:: Fragmento para leer
XXXII. Los cuatro momentos de la Predestinación

Fundamento de las ciencias divinas

            De todo lo que está en la eternidad –lo que ha existido en el pasado, existe en el presente y existirá en el futuro–, y, por tanto, de lo que tiene existencia actual y de lo que no la tiene, Dios posee ciencia de visión. Hay una ciencia de simple inteligencia que tiene Dios de lo que es meramente posible, de aquello que no está en la eternidad –ni en el pasado, ni en el presente, ni en el futuro–, porque aunque, conocido por la ciencia divina, su voluntad no ha querido crearlo.

            A la ciencia divina, por ser causa de las cosas o causa dirigente, y en cuanto lleva adjunta la voluntad, que es causa ejecutora, se la llama ciencia de aprobación. A su vez puede decirse que es de las cosas que ha determinado que existan porque son buenas, y, por tanto, es ciencia positiva o propiamente aprobativa; y ciencia permisiva, porque recae sobre lo malo, que desagrada a Dios.

            La división de la ciencia divina en ciencia de simple inteligencia, ciencia de aprobación y ciencia de visión, se puede fundamentar en el poder divino, u omnipotencia de Dios, que permite distinguir tres aspectos en su objeto. Puede diferenciarse, de modo análogo a todo sujeto de poder, entre: lo que puede hacer; lo que quiere hacer; y lo que realmente hace.

            Los tres distingos no coinciden en Dios, por lo menos de modo total. Son distintas las cosas que Dios puede hacer, que son infinitas; las que quiere hacer, ya que no quiere hacer las infinitas cosas que podría hacer; y las que hace de hecho, pues no hace algunas cosas que quiere verdaderamente hacerlas.

Un ejemplo de este último caso es el futuro contingente condicionado de la llamada voluntad de beneplácito de Dios, el querer que todos los hombres hagan el bien o se salven, pero con la condición de que lo hagan libremente, que es lo que permite que puedan amarle. Este querer divino puede no cumplirse, y, por tanto, puede que no siempre se realice la salvación, por culpa de la voluntad libre de las criaturas. Este verdadero querer es de la voluntad antecedente, querer que no se cumple por el impedimento de la criatura.
::::
:: Material proporcionado
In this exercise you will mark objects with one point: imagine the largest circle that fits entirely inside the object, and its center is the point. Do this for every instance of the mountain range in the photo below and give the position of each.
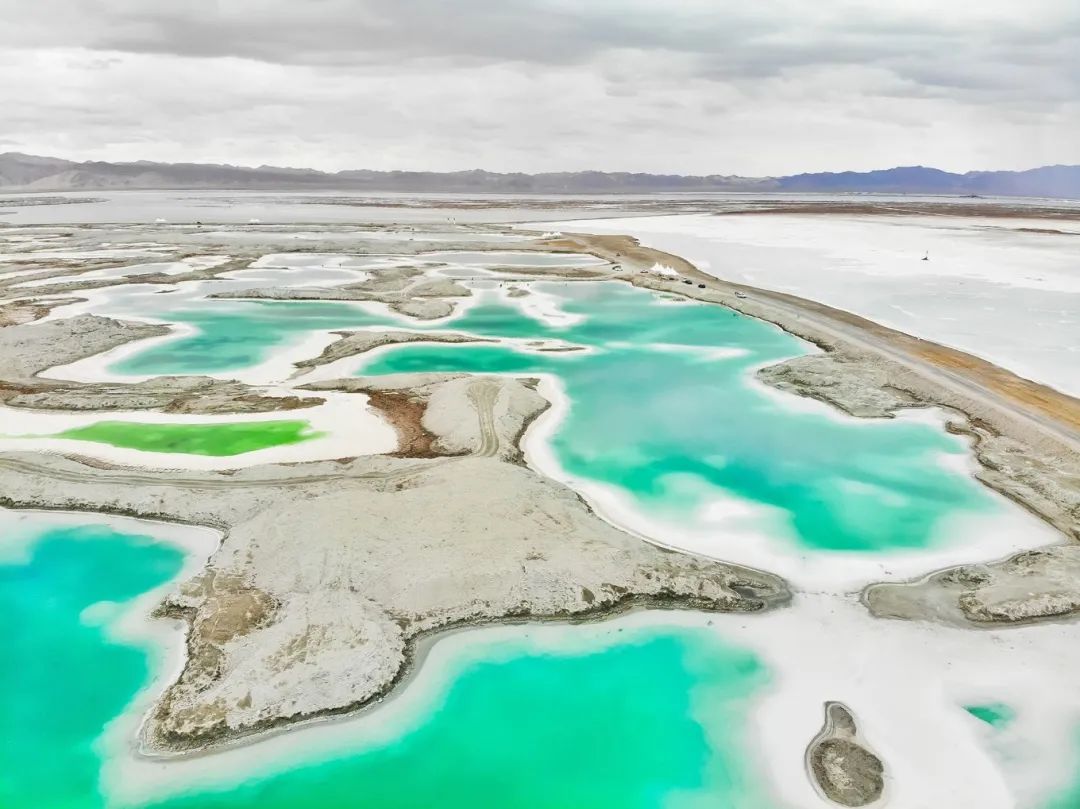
(31, 173)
::::
## Objetivo A
Responda brevemente, según el fragmento sobre la ciencia divina:
(i) ¿Qué nombre recibe la ciencia que Dios tiene de lo meramente posible?
(ii) ¿En qué puede fundamentarse la división de la ciencia divina en tres clases?
(iii) ¿Por culpa de qué puede no realizarse siempre la salvación?
## Objetivo B
Prosiga el fragmento sobre la ciencia divina a partir de su última oración.
El material no tiene relación alguna con lo que aquí se solicita.

## Respuesta A
(i) Ciencia de simple inteligencia.
(ii) En el poder divino, u omnipotencia de Dios.
(iii) Por culpa de la voluntad libre de las criaturas.

## Respuesta B
            La distinción en Dios del poder, el querer y el hacer fundamenta la triple ciencia divina, porque a cada una de las tres distintas acciones, les corresponde una ciencia de Dios. De lo que Dios puede hacer, tiene ciencia de simple inteligencia, independientemente de que lo quiera y también de que lo quiera y  haga, es decir, de lo posible en si mismo.  De lo que Dios quiere hacer, aunque no se haga realmente, ciencia de aprobación. Y de lo que Dios realmente hace, y que, por tanto, está en el pasado, en el presente o en el futuro, y, por ello, en la eternidad de Dios, tiene ciencia de visión.

 

Otros fundamentos en los atributos divinos         

            La distinción de la ciencia divina se puede fundamentar en otros dos atributos operativos, no transeúntes, como el poder divino, sino en los inmanentes de la inteligencia y de la voluntad.  De manera que se distinguen claramente la inteligencia divina, la voluntad divina y la existencia del ente creado contingente. No solamente son distintas, sino que en las ciencias divinas están separadas. Hay una ciencia en la que sólo actúa la inteligencia, otra que en la que entran la inteligencia y la voluntad; y otra en la que están ellas dos junto con la existencia actual de lo entendido y querido por Dios.

Desde esta distinción, se diferencian, en segundo lugar, las tres ciencias, porque la ciencia de simple inteligencia requiere sólo la inteligencia divina. La ciencia de aprobación, la inteligencia y la voluntad con sus decretos. La ciencia de visión, la inteligencia, la voluntad y la existencia actual de la criatura.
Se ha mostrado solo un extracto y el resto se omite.